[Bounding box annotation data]

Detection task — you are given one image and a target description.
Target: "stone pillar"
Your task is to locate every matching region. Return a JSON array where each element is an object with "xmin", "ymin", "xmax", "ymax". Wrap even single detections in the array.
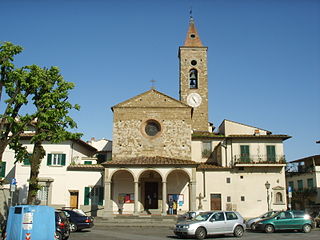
[
  {"xmin": 189, "ymin": 181, "xmax": 197, "ymax": 211},
  {"xmin": 103, "ymin": 170, "xmax": 113, "ymax": 218},
  {"xmin": 161, "ymin": 182, "xmax": 167, "ymax": 215},
  {"xmin": 133, "ymin": 182, "xmax": 139, "ymax": 215}
]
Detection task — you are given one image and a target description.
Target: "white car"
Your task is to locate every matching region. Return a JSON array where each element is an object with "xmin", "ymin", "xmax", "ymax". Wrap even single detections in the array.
[
  {"xmin": 174, "ymin": 211, "xmax": 245, "ymax": 239},
  {"xmin": 246, "ymin": 211, "xmax": 279, "ymax": 230}
]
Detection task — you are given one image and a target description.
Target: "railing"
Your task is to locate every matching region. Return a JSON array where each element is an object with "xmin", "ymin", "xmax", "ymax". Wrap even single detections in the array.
[{"xmin": 233, "ymin": 154, "xmax": 286, "ymax": 165}]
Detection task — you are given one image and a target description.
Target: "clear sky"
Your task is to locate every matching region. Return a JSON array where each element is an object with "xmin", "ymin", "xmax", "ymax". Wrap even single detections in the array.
[{"xmin": 0, "ymin": 0, "xmax": 320, "ymax": 161}]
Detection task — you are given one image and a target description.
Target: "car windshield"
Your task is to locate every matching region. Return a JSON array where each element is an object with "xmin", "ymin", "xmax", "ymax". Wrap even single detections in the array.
[
  {"xmin": 261, "ymin": 211, "xmax": 277, "ymax": 218},
  {"xmin": 194, "ymin": 212, "xmax": 212, "ymax": 221}
]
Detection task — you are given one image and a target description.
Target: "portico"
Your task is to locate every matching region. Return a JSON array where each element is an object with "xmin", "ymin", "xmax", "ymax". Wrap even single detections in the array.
[{"xmin": 104, "ymin": 157, "xmax": 198, "ymax": 216}]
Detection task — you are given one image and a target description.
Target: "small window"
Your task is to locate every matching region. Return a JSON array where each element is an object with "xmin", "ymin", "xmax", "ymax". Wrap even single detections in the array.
[
  {"xmin": 189, "ymin": 69, "xmax": 198, "ymax": 88},
  {"xmin": 276, "ymin": 192, "xmax": 283, "ymax": 203},
  {"xmin": 211, "ymin": 212, "xmax": 224, "ymax": 222},
  {"xmin": 226, "ymin": 212, "xmax": 238, "ymax": 220}
]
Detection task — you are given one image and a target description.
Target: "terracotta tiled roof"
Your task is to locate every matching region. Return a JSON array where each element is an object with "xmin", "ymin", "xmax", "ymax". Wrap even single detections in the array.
[
  {"xmin": 102, "ymin": 156, "xmax": 199, "ymax": 166},
  {"xmin": 197, "ymin": 163, "xmax": 230, "ymax": 170},
  {"xmin": 67, "ymin": 164, "xmax": 104, "ymax": 171}
]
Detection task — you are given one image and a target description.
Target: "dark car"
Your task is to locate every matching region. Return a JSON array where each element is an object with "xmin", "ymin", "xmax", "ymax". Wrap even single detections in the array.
[
  {"xmin": 61, "ymin": 209, "xmax": 93, "ymax": 232},
  {"xmin": 55, "ymin": 210, "xmax": 70, "ymax": 240},
  {"xmin": 255, "ymin": 210, "xmax": 313, "ymax": 233}
]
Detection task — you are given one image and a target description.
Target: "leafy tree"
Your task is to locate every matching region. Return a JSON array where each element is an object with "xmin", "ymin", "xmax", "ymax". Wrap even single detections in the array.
[
  {"xmin": 27, "ymin": 65, "xmax": 81, "ymax": 204},
  {"xmin": 0, "ymin": 42, "xmax": 36, "ymax": 162}
]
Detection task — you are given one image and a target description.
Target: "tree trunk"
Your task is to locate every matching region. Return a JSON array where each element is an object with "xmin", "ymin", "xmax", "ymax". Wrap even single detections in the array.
[
  {"xmin": 27, "ymin": 142, "xmax": 45, "ymax": 205},
  {"xmin": 0, "ymin": 140, "xmax": 8, "ymax": 162}
]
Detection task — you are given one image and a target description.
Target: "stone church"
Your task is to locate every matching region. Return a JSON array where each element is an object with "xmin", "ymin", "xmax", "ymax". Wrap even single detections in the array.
[{"xmin": 103, "ymin": 17, "xmax": 290, "ymax": 217}]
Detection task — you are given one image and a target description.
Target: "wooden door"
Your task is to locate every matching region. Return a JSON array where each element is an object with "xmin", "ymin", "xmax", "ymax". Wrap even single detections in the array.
[
  {"xmin": 210, "ymin": 194, "xmax": 221, "ymax": 210},
  {"xmin": 144, "ymin": 182, "xmax": 158, "ymax": 209},
  {"xmin": 70, "ymin": 192, "xmax": 79, "ymax": 208}
]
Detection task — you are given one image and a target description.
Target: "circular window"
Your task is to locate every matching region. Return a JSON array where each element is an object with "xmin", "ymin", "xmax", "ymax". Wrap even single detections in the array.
[{"xmin": 144, "ymin": 120, "xmax": 161, "ymax": 137}]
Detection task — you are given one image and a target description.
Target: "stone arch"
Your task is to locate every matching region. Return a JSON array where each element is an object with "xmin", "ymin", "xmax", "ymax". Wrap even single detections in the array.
[
  {"xmin": 166, "ymin": 169, "xmax": 191, "ymax": 214},
  {"xmin": 110, "ymin": 169, "xmax": 134, "ymax": 214}
]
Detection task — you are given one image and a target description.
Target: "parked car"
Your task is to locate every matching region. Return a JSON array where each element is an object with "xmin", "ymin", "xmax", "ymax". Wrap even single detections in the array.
[
  {"xmin": 177, "ymin": 211, "xmax": 200, "ymax": 222},
  {"xmin": 174, "ymin": 211, "xmax": 245, "ymax": 239},
  {"xmin": 62, "ymin": 209, "xmax": 93, "ymax": 232},
  {"xmin": 55, "ymin": 210, "xmax": 70, "ymax": 240},
  {"xmin": 255, "ymin": 210, "xmax": 313, "ymax": 233},
  {"xmin": 246, "ymin": 211, "xmax": 279, "ymax": 230}
]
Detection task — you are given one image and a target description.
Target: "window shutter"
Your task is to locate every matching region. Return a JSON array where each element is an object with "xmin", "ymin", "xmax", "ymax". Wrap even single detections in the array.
[
  {"xmin": 0, "ymin": 162, "xmax": 7, "ymax": 177},
  {"xmin": 47, "ymin": 154, "xmax": 52, "ymax": 166},
  {"xmin": 98, "ymin": 187, "xmax": 104, "ymax": 206},
  {"xmin": 61, "ymin": 154, "xmax": 66, "ymax": 166},
  {"xmin": 84, "ymin": 187, "xmax": 90, "ymax": 205}
]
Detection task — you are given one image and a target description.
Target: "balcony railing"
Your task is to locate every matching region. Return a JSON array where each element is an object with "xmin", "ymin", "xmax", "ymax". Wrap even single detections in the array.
[{"xmin": 233, "ymin": 154, "xmax": 286, "ymax": 165}]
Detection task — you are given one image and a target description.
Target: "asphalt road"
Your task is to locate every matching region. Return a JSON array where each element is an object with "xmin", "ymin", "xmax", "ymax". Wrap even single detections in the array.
[{"xmin": 69, "ymin": 226, "xmax": 320, "ymax": 240}]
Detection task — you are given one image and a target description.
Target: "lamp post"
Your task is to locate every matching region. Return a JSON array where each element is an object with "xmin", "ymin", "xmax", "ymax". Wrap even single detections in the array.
[
  {"xmin": 46, "ymin": 180, "xmax": 50, "ymax": 206},
  {"xmin": 264, "ymin": 181, "xmax": 270, "ymax": 211}
]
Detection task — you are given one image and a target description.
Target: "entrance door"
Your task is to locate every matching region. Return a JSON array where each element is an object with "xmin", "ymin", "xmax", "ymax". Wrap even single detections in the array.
[
  {"xmin": 210, "ymin": 194, "xmax": 221, "ymax": 210},
  {"xmin": 70, "ymin": 192, "xmax": 79, "ymax": 208},
  {"xmin": 144, "ymin": 182, "xmax": 158, "ymax": 209}
]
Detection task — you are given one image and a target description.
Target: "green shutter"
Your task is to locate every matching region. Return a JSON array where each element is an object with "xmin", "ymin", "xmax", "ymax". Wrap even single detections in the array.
[
  {"xmin": 47, "ymin": 154, "xmax": 52, "ymax": 166},
  {"xmin": 0, "ymin": 162, "xmax": 7, "ymax": 177},
  {"xmin": 84, "ymin": 187, "xmax": 90, "ymax": 205},
  {"xmin": 60, "ymin": 154, "xmax": 66, "ymax": 166},
  {"xmin": 240, "ymin": 145, "xmax": 250, "ymax": 162},
  {"xmin": 98, "ymin": 187, "xmax": 104, "ymax": 206},
  {"xmin": 267, "ymin": 146, "xmax": 276, "ymax": 162}
]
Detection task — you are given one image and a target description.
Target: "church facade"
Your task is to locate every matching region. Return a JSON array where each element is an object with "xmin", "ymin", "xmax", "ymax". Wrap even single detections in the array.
[{"xmin": 102, "ymin": 18, "xmax": 290, "ymax": 217}]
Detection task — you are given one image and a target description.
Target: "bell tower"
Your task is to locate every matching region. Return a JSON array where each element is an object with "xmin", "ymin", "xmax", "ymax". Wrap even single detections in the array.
[{"xmin": 179, "ymin": 17, "xmax": 209, "ymax": 132}]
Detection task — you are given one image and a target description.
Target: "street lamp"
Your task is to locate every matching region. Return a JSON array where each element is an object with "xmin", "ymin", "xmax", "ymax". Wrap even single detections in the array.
[{"xmin": 264, "ymin": 181, "xmax": 270, "ymax": 211}]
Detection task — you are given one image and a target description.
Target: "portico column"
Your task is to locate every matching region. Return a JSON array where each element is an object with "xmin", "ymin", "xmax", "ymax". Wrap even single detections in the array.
[
  {"xmin": 189, "ymin": 181, "xmax": 197, "ymax": 211},
  {"xmin": 103, "ymin": 181, "xmax": 113, "ymax": 218},
  {"xmin": 162, "ymin": 182, "xmax": 167, "ymax": 215},
  {"xmin": 133, "ymin": 182, "xmax": 139, "ymax": 215}
]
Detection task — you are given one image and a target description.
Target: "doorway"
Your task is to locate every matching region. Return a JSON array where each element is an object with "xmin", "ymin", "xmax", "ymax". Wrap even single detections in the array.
[
  {"xmin": 144, "ymin": 182, "xmax": 158, "ymax": 209},
  {"xmin": 70, "ymin": 191, "xmax": 79, "ymax": 208},
  {"xmin": 210, "ymin": 194, "xmax": 221, "ymax": 210}
]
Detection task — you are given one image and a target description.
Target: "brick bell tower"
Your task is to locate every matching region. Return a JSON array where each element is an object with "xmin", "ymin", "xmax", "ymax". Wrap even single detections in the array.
[{"xmin": 179, "ymin": 16, "xmax": 209, "ymax": 132}]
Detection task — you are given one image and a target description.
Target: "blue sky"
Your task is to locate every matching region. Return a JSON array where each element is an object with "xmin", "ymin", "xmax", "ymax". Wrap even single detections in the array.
[{"xmin": 0, "ymin": 0, "xmax": 320, "ymax": 161}]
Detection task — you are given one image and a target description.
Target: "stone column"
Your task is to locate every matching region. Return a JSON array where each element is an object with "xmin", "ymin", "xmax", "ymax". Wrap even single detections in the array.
[
  {"xmin": 161, "ymin": 182, "xmax": 167, "ymax": 215},
  {"xmin": 103, "ymin": 168, "xmax": 113, "ymax": 218},
  {"xmin": 133, "ymin": 182, "xmax": 139, "ymax": 215},
  {"xmin": 189, "ymin": 181, "xmax": 197, "ymax": 211}
]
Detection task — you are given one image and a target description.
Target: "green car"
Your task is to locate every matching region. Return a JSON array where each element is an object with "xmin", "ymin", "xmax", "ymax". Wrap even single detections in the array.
[{"xmin": 255, "ymin": 210, "xmax": 313, "ymax": 233}]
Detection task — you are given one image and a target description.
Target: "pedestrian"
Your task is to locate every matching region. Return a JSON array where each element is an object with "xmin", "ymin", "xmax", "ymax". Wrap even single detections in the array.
[
  {"xmin": 168, "ymin": 198, "xmax": 173, "ymax": 215},
  {"xmin": 173, "ymin": 200, "xmax": 178, "ymax": 214}
]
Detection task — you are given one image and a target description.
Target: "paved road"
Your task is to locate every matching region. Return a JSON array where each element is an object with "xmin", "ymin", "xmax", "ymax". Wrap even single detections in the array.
[{"xmin": 70, "ymin": 226, "xmax": 320, "ymax": 240}]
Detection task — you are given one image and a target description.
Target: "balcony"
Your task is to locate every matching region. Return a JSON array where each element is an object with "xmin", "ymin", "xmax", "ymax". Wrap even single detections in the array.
[{"xmin": 232, "ymin": 154, "xmax": 286, "ymax": 167}]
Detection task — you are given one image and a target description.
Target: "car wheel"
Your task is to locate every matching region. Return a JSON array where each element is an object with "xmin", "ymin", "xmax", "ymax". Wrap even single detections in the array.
[
  {"xmin": 250, "ymin": 223, "xmax": 256, "ymax": 231},
  {"xmin": 54, "ymin": 232, "xmax": 62, "ymax": 240},
  {"xmin": 196, "ymin": 227, "xmax": 207, "ymax": 240},
  {"xmin": 264, "ymin": 224, "xmax": 274, "ymax": 233},
  {"xmin": 233, "ymin": 226, "xmax": 244, "ymax": 237},
  {"xmin": 70, "ymin": 222, "xmax": 78, "ymax": 232},
  {"xmin": 302, "ymin": 224, "xmax": 312, "ymax": 233}
]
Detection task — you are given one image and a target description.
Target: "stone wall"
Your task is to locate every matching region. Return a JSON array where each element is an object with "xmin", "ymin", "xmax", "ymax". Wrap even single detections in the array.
[{"xmin": 112, "ymin": 106, "xmax": 191, "ymax": 160}]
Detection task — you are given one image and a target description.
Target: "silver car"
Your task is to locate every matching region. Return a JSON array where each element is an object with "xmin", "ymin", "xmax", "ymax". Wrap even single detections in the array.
[
  {"xmin": 246, "ymin": 211, "xmax": 279, "ymax": 230},
  {"xmin": 174, "ymin": 211, "xmax": 245, "ymax": 239}
]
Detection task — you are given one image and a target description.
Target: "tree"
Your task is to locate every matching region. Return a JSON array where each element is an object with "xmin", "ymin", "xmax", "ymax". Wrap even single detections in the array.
[
  {"xmin": 0, "ymin": 42, "xmax": 36, "ymax": 162},
  {"xmin": 27, "ymin": 65, "xmax": 81, "ymax": 204}
]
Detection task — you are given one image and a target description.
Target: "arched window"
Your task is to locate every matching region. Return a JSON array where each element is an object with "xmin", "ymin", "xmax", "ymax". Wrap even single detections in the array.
[
  {"xmin": 189, "ymin": 68, "xmax": 198, "ymax": 88},
  {"xmin": 276, "ymin": 192, "xmax": 283, "ymax": 203}
]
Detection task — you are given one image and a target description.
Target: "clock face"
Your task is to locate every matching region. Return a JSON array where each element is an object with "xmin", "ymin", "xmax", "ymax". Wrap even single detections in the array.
[{"xmin": 187, "ymin": 93, "xmax": 202, "ymax": 107}]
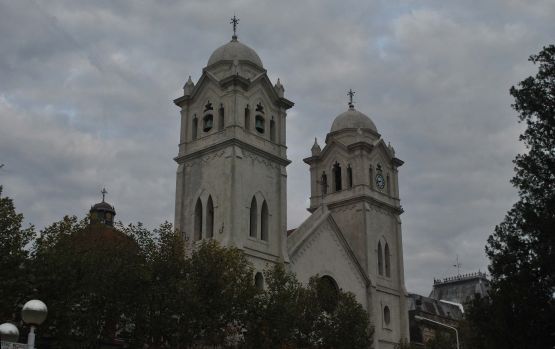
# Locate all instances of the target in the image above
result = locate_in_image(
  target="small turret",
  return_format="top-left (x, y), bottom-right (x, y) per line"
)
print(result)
top-left (89, 188), bottom-right (116, 227)
top-left (183, 75), bottom-right (195, 96)
top-left (310, 138), bottom-right (322, 156)
top-left (274, 78), bottom-right (285, 97)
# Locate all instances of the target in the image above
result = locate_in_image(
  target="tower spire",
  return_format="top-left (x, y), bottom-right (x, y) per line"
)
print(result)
top-left (229, 14), bottom-right (239, 40)
top-left (347, 89), bottom-right (355, 109)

## Task statement
From the data above, reproduce every line that contains the string "window", treating uppercase and lowercase letters as distinct.

## Complete response
Target: "small window"
Target: "circular window"
Target: "window shutter"
Target: "arched window"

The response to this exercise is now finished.